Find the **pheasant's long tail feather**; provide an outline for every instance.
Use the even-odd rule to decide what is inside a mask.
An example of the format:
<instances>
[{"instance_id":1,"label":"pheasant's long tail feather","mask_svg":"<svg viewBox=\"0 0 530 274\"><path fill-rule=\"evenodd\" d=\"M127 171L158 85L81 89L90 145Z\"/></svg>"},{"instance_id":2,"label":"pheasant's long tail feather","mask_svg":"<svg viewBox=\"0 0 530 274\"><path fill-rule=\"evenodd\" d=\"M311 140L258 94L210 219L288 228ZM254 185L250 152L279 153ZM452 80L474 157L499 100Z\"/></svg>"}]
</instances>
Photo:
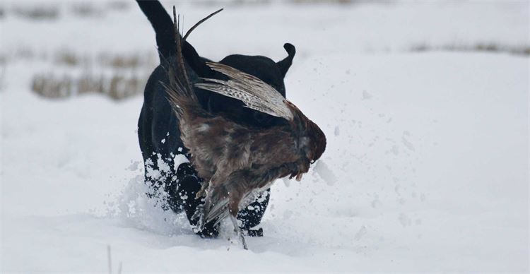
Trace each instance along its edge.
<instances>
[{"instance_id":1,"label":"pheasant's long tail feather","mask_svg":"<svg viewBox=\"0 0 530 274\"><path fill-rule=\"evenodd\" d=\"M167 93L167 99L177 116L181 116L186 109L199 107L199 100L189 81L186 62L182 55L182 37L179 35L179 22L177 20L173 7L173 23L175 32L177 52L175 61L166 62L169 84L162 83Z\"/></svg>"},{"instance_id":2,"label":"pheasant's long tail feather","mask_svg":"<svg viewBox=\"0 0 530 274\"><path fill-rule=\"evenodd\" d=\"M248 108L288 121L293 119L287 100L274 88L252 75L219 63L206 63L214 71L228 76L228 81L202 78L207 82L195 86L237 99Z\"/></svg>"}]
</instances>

++++

(Your goal) Copy the records above word for word, leaving out the pictures.

(Reply)
Find the **pheasant's long tail feather**; provide an outline for every instance.
Use the even-odd rule to decide what is inside a mask.
An example of the format:
<instances>
[{"instance_id":1,"label":"pheasant's long tail feather","mask_svg":"<svg viewBox=\"0 0 530 274\"><path fill-rule=\"evenodd\" d=\"M127 171L158 85L81 89L90 145Z\"/></svg>"},{"instance_id":2,"label":"pheasant's long tail feather","mask_svg":"<svg viewBox=\"0 0 530 274\"><path fill-rule=\"evenodd\" d=\"M311 140L258 94L210 219L288 228ZM254 185L250 152L279 153ZM452 80L474 157L499 100Z\"/></svg>"}]
</instances>
Photo:
Trace each instance along its edge.
<instances>
[{"instance_id":1,"label":"pheasant's long tail feather","mask_svg":"<svg viewBox=\"0 0 530 274\"><path fill-rule=\"evenodd\" d=\"M167 93L167 99L177 116L181 116L186 109L199 107L199 100L189 81L186 62L182 55L182 37L179 35L179 22L177 20L173 7L173 23L175 32L177 52L175 61L166 62L169 84L162 83Z\"/></svg>"},{"instance_id":2,"label":"pheasant's long tail feather","mask_svg":"<svg viewBox=\"0 0 530 274\"><path fill-rule=\"evenodd\" d=\"M248 108L288 121L293 119L287 100L274 88L252 75L219 63L206 63L214 71L228 76L228 81L202 78L207 82L195 86L237 99Z\"/></svg>"}]
</instances>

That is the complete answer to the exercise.